======== Supplied records
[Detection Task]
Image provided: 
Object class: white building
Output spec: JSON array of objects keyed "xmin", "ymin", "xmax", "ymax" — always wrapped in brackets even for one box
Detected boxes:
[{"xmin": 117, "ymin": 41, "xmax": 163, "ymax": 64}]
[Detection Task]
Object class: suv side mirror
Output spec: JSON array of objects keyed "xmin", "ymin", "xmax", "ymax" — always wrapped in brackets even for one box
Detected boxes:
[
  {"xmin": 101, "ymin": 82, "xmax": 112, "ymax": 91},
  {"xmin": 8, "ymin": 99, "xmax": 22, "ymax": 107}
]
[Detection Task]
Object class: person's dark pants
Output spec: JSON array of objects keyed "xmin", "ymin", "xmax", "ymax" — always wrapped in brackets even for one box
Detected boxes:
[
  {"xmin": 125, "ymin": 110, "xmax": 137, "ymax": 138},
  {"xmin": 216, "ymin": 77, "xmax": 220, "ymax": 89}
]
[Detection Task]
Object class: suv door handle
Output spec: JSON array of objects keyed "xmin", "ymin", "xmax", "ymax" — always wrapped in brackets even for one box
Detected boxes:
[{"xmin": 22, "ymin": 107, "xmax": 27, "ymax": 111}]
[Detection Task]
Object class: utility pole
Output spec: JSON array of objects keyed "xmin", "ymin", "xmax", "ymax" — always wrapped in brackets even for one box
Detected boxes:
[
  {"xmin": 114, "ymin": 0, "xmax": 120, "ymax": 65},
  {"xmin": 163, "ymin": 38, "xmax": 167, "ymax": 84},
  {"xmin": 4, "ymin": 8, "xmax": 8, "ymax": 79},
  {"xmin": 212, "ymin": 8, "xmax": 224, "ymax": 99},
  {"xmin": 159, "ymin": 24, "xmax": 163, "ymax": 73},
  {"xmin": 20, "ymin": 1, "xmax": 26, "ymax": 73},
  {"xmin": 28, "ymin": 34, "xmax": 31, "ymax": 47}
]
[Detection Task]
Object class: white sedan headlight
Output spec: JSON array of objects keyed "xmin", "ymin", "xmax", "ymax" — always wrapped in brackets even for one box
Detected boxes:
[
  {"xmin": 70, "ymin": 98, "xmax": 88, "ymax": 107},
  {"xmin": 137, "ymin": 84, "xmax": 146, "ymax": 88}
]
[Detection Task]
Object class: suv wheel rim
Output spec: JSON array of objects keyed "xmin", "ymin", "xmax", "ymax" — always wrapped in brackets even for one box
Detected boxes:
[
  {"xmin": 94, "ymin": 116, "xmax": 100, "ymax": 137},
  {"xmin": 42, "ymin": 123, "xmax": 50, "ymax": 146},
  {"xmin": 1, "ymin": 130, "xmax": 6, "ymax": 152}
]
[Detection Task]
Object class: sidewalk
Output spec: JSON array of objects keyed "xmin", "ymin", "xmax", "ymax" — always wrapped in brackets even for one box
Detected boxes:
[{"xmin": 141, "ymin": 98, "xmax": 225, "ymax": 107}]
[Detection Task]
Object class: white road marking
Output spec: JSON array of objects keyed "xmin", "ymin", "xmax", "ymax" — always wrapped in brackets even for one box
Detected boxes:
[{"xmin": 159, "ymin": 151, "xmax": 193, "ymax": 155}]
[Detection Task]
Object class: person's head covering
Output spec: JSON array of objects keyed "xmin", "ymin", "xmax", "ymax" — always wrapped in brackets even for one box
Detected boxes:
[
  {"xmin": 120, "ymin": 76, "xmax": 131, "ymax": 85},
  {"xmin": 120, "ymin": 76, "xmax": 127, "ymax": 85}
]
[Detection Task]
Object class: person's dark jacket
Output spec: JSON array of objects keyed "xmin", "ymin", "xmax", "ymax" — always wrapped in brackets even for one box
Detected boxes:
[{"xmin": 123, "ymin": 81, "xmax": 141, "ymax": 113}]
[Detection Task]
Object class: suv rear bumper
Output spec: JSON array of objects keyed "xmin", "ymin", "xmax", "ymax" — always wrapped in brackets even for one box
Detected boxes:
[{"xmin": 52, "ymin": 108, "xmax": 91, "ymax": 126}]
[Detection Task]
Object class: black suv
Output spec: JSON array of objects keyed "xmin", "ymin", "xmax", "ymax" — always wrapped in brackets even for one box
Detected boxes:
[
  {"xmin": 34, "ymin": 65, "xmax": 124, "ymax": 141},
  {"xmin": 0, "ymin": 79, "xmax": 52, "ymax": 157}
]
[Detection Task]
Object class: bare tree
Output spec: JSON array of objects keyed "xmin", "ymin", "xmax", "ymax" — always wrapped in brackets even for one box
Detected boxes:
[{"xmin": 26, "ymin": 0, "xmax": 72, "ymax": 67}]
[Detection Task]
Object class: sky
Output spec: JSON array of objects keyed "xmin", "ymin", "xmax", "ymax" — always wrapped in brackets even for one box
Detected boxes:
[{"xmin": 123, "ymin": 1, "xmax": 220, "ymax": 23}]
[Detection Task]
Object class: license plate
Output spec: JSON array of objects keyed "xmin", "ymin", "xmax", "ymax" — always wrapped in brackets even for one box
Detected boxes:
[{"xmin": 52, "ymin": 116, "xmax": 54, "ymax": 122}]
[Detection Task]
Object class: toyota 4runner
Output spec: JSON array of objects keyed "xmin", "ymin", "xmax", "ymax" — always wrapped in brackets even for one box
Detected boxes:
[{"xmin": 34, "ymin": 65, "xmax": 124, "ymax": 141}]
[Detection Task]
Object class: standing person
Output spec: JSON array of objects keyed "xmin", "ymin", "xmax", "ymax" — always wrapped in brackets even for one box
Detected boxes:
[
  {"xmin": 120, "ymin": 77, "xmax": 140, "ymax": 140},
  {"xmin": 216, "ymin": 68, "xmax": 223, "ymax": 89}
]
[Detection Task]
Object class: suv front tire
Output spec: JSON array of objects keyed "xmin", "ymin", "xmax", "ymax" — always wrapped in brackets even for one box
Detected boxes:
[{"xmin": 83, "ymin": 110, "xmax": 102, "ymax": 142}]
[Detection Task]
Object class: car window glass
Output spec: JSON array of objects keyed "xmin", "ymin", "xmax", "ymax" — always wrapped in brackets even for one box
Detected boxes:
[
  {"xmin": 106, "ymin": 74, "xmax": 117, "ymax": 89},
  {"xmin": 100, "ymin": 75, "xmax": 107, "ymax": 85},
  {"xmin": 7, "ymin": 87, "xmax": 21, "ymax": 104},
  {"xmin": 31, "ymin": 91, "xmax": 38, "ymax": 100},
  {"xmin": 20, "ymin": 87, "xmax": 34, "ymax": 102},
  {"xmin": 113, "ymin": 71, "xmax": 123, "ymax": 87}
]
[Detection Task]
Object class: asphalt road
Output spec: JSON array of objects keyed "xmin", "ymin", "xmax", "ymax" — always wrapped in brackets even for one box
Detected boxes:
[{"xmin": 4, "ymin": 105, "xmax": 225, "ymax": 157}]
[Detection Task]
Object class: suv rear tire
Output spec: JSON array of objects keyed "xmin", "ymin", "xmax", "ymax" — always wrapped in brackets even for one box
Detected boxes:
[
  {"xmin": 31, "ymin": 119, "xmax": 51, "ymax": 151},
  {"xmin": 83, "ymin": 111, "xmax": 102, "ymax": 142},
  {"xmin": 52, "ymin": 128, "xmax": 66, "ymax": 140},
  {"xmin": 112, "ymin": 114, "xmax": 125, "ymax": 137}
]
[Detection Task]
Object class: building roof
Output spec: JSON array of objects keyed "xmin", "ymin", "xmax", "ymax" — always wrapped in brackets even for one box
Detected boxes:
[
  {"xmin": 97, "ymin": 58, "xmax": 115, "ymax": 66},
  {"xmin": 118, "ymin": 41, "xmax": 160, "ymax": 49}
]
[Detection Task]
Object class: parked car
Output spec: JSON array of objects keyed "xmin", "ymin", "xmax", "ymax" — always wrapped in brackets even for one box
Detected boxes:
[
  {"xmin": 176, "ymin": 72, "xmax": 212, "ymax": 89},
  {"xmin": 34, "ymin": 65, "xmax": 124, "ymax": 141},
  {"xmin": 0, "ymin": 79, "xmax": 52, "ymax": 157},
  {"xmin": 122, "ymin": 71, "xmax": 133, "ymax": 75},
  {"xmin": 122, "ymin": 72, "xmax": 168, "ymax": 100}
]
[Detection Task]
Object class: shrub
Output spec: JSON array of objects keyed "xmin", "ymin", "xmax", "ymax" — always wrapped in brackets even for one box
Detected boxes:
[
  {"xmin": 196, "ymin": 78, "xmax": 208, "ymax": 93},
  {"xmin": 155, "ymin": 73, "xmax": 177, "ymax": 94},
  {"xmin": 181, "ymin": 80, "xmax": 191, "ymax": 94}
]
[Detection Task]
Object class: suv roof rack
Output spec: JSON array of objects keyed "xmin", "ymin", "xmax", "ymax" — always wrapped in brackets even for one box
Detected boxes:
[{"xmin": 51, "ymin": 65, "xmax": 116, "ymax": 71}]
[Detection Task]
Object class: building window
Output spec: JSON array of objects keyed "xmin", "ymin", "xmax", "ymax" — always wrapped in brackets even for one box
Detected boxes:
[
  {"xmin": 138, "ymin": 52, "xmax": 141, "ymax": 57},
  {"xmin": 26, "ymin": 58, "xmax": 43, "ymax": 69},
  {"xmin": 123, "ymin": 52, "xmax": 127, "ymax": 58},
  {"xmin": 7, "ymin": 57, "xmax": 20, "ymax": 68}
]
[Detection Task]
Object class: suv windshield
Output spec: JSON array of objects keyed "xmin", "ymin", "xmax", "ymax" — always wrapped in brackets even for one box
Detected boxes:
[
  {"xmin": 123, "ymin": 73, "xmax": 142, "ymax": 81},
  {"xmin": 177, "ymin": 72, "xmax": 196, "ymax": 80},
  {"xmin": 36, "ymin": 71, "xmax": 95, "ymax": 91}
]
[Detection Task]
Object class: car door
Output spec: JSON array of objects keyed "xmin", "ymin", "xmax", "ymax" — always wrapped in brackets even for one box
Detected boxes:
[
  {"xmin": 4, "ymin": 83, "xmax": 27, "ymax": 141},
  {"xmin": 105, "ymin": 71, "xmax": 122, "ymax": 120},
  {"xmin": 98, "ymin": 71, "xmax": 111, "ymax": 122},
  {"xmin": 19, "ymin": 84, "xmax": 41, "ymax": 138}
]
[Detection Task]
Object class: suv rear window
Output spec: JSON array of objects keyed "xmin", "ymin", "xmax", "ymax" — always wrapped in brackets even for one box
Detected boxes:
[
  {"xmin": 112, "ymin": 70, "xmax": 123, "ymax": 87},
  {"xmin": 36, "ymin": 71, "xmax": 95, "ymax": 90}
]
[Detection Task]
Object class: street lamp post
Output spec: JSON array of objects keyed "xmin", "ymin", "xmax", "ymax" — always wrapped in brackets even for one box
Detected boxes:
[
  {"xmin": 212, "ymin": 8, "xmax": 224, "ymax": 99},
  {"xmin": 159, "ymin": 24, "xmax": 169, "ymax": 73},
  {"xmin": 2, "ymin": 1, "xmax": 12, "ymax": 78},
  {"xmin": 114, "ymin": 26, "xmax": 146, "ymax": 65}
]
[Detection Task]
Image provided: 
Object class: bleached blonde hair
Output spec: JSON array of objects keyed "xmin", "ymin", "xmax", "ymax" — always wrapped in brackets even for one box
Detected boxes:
================
Find every line in the records that contains the word "white" and copy each of those lines. The match is case-sensitive.

Object class: white building
Object class: white sedan headlight
Object class: white road marking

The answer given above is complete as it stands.